(EXCERPT TO READ)

Catching the early signs of cancer is difficult. While some of the symptoms can be mild, and you may think it’s nothing serious, in other cases, you may not have any symptoms. But symptoms and signs appear in many cancer cases. These symptoms are diverse and specific to the type of cancer one may have. We will talk about the early symptoms, diagnosis, and what to do next.
Some early warnings of cancer:
As said earlier, the symptoms are diverse and expressed in each person differently. So, you need to consult a doctor before taking any step. Just having the symptoms alone doesn’t mean you have this disease. Even the oncologist can confirm it after performing various diagnostic tests. But if you have any of these symptoms, you should seek a specialist’s advice. Below are some common symptoms of cancer.

(End EXCERPT TO READ)

# REQUIRED TASKS
1. From the passage on early cancer signs, extract the part that opens with the words containing "Catching the early" and closes with "symptoms of cancer.".
2. Answer these questions from the passage on early cancer signs:
(a) What does the passage say the diversity of cancer symptoms is specific to?
(b) What does the passage say you need to do before taking any step?
(c) What must even the oncologist do before being able to confirm the disease?

(DATA SHOWN)

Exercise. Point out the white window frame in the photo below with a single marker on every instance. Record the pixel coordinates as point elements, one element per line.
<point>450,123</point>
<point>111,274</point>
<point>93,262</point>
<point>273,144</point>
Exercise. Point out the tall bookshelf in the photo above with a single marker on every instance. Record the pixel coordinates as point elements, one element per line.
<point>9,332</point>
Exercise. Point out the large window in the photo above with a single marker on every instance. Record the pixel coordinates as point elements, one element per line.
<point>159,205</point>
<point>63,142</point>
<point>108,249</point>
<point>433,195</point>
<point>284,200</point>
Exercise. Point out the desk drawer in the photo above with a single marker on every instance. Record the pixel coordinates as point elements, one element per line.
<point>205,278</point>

(End DATA SHOWN)
(DATA SHOWN)

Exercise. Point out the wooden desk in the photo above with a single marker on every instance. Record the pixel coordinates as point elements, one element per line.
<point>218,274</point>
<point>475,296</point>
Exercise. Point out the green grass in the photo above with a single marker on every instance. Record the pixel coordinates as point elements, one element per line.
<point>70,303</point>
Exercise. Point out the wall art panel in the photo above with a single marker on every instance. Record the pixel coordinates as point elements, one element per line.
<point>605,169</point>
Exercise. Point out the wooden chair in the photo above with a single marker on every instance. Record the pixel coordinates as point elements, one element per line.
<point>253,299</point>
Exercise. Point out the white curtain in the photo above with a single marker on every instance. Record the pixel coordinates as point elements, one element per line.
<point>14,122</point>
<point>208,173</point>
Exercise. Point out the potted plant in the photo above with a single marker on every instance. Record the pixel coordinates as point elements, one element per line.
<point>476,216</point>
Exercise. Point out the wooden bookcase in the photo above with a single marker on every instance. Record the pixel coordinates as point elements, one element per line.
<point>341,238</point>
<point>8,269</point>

(End DATA SHOWN)

# ANSWERS TO THIS EXERCISE
1.
Catching the early signs of cancer is difficult. While some of the symptoms can be mild, and you may think it’s nothing serious, in other cases, you may not have any symptoms. But symptoms and signs appear in many cancer cases. These symptoms are diverse and specific to the type of cancer one may have. We will talk about the early symptoms, diagnosis, and what to do next.
Some early warnings of cancer:
As said earlier, the symptoms are diverse and expressed in each person differently. So, you need to consult a doctor before taking any step. Just having the symptoms alone doesn’t mean you have this disease. Even the oncologist can confirm it after performing various diagnostic tests. But if you have any of these symptoms, you should seek a specialist’s advice. Below are some common symptoms of cancer.

2.
(a) The type of cancer one may have.
(b) Consult a doctor.
(c) Perform various diagnostic tests.